Written task –
Rewrite the rows below, requests included, from the line containing "jacket in the photo above." through the end of the rows, adding 76 to each coordinate in the answers. Output only those lines.

[Point annotation dataset rows]
··········

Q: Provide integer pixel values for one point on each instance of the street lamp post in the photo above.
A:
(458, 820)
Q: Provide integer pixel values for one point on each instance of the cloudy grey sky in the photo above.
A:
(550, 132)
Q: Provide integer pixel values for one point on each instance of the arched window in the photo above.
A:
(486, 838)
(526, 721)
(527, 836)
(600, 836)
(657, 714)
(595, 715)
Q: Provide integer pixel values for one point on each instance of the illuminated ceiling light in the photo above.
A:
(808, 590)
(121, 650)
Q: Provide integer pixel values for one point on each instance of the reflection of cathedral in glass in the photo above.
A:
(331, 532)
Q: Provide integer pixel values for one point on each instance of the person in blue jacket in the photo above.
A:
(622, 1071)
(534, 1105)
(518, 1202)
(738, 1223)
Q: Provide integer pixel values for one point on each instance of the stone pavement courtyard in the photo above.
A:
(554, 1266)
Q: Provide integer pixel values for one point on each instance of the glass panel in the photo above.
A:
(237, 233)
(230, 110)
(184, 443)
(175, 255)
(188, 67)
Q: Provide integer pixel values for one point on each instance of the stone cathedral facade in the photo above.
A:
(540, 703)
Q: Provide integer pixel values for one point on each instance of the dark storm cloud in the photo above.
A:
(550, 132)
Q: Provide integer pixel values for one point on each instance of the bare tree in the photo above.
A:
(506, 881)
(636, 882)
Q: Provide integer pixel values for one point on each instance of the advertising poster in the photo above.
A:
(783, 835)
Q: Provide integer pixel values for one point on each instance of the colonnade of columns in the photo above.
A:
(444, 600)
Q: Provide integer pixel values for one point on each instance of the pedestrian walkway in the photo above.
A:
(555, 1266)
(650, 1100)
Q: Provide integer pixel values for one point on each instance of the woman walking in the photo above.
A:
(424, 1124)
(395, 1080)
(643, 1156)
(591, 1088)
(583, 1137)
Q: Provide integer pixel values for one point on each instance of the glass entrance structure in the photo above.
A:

··········

Correct output –
Q: Provide integer pixel values for one point on each instance of the person in blue jacket in the photo above.
A:
(698, 1147)
(610, 1181)
(594, 1278)
(814, 1299)
Q: Provide integer pixel values for one point on each instance of the stone pavement courtyard in the photo above.
A:
(630, 1342)
Q: Provide integer pixel values for one point on each instance of the glass panel in the photo above.
A:
(313, 309)
(306, 186)
(260, 519)
(251, 331)
(264, 143)
Q: Provide integer pixel values for one point on each instance of the stone cathedral facade in the photo above.
A:
(616, 779)
Q: Provide integer pixel values for one point on each instance of the dark storm cloud in the photo above.
A:
(626, 208)
Q: Provide integer pixel values for one point on each instance of the bare tree in the photo above.
A:
(582, 957)
(712, 958)
Q: Provide integer pixel values for one point on each instance of the advertising poster in the photo above.
A:
(859, 911)
Q: Provide integer pixel values for one point on each instance of the colonnade of columns in the photo above.
A:
(520, 676)
Q: Provide integer pixel values for one point on each instance of the pedestrian walkway in the photo above.
A:
(631, 1342)
(726, 1176)
Q: Provide integer pixel values for one point on each instance of the woman walking in the photo above.
A:
(500, 1200)
(471, 1156)
(719, 1232)
(667, 1164)
(659, 1213)
Q: Provide integer pixel values for one point on each instance of the glass entrance structure in the photo above.
A:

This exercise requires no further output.